» Exercise requirements: Rewrite the lines below, changing every "sample of the format" to "format example" and leaving everything else unchanged.

» Given data:
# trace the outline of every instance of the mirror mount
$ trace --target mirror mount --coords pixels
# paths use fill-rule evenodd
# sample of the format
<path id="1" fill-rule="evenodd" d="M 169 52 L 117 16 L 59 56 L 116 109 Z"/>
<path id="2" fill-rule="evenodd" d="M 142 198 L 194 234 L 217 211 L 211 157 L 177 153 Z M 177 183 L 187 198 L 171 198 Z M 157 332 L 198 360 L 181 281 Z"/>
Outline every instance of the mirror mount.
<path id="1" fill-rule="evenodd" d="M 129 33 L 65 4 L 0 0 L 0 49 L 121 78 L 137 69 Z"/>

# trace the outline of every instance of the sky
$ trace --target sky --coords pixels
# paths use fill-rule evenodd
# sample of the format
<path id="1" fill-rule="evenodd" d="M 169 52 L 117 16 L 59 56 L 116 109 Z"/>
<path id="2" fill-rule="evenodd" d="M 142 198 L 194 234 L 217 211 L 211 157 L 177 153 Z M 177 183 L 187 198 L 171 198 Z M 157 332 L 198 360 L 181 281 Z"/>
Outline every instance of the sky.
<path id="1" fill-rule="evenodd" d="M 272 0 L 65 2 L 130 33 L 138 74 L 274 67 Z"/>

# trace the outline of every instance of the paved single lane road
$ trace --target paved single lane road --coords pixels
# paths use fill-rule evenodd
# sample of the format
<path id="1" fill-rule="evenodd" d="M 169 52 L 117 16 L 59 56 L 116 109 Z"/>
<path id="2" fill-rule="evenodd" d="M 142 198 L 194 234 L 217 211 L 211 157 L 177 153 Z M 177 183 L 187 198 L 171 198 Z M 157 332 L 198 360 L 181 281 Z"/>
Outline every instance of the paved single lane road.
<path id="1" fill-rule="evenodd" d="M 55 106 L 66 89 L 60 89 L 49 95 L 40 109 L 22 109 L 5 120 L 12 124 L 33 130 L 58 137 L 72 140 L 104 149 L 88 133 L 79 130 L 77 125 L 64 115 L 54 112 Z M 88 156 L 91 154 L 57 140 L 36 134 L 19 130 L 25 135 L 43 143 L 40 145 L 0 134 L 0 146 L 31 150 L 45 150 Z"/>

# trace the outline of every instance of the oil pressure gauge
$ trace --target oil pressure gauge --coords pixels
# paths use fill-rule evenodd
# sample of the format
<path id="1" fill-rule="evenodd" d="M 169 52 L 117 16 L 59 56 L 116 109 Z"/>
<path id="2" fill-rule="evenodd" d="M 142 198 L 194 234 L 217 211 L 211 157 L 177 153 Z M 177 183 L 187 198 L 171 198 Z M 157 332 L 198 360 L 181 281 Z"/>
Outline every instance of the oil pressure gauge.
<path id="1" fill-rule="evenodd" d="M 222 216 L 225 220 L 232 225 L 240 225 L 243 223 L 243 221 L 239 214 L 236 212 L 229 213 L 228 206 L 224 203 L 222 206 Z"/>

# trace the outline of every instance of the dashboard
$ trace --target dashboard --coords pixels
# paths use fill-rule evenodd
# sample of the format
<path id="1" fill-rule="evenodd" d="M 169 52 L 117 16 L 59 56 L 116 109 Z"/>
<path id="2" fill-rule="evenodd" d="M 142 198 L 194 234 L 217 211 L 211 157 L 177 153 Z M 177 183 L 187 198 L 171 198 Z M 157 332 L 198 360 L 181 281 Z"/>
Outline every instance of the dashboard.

» Response to this task:
# trace the outline of every instance of the mirror mount
$ trace --target mirror mount --coords pixels
# paths use fill-rule evenodd
# format example
<path id="1" fill-rule="evenodd" d="M 169 52 L 117 16 L 59 56 L 116 109 Z"/>
<path id="2" fill-rule="evenodd" d="M 142 198 L 194 234 L 217 211 L 211 157 L 177 153 Z M 177 183 L 187 198 L 171 198 Z M 157 332 L 198 360 L 181 281 Z"/>
Outline every instance of the mirror mount.
<path id="1" fill-rule="evenodd" d="M 129 33 L 65 4 L 0 0 L 0 49 L 121 78 L 137 69 Z"/>

# trace the outline of every instance of the sky
$ trace --target sky --coords pixels
# paths use fill-rule evenodd
# format example
<path id="1" fill-rule="evenodd" d="M 169 52 L 117 16 L 59 56 L 116 109 Z"/>
<path id="2" fill-rule="evenodd" d="M 142 198 L 194 234 L 217 211 L 211 157 L 177 153 Z M 177 183 L 187 198 L 171 198 Z M 157 332 L 198 360 L 181 281 Z"/>
Outline every instance of the sky.
<path id="1" fill-rule="evenodd" d="M 272 0 L 65 2 L 130 33 L 138 74 L 274 67 Z"/>

# trace the outline of every instance of the paved single lane road
$ trace --target paved single lane road --coords pixels
# paths use fill-rule evenodd
# format example
<path id="1" fill-rule="evenodd" d="M 169 52 L 117 16 L 59 56 L 116 109 Z"/>
<path id="2" fill-rule="evenodd" d="M 142 198 L 194 234 L 217 211 L 211 157 L 177 153 Z M 177 183 L 187 198 L 171 198 Z M 157 332 L 198 360 L 181 281 Z"/>
Outline every instance of the paved single lane road.
<path id="1" fill-rule="evenodd" d="M 55 106 L 66 89 L 60 89 L 49 95 L 40 109 L 22 109 L 5 120 L 12 124 L 33 130 L 58 137 L 72 140 L 104 149 L 88 133 L 79 130 L 77 125 L 64 115 L 54 112 Z M 88 156 L 91 154 L 57 140 L 36 134 L 19 130 L 25 135 L 43 143 L 40 145 L 0 134 L 0 146 L 31 150 L 45 150 Z"/>

# trace the outline of every instance of the oil pressure gauge
$ trace --target oil pressure gauge --coords pixels
# paths use fill-rule evenodd
# format example
<path id="1" fill-rule="evenodd" d="M 169 52 L 117 16 L 59 56 L 116 109 Z"/>
<path id="2" fill-rule="evenodd" d="M 142 198 L 194 234 L 217 211 L 211 157 L 177 153 Z M 177 183 L 187 198 L 171 198 Z M 157 332 L 198 360 L 181 281 Z"/>
Outline every instance of the oil pressure gauge.
<path id="1" fill-rule="evenodd" d="M 222 216 L 225 220 L 232 225 L 240 225 L 243 223 L 243 221 L 239 214 L 236 212 L 229 213 L 228 206 L 224 203 L 222 206 Z"/>

# trace the outline of every instance of the dashboard
$ trace --target dashboard --coords pixels
# paths use fill-rule evenodd
# format example
<path id="1" fill-rule="evenodd" d="M 169 52 L 117 16 L 59 56 L 116 109 Z"/>
<path id="2" fill-rule="evenodd" d="M 142 198 L 194 234 L 217 211 L 211 157 L 177 153 Z M 177 183 L 187 198 L 171 198 Z M 157 332 L 198 360 L 181 281 Z"/>
Outline every instance of the dashboard.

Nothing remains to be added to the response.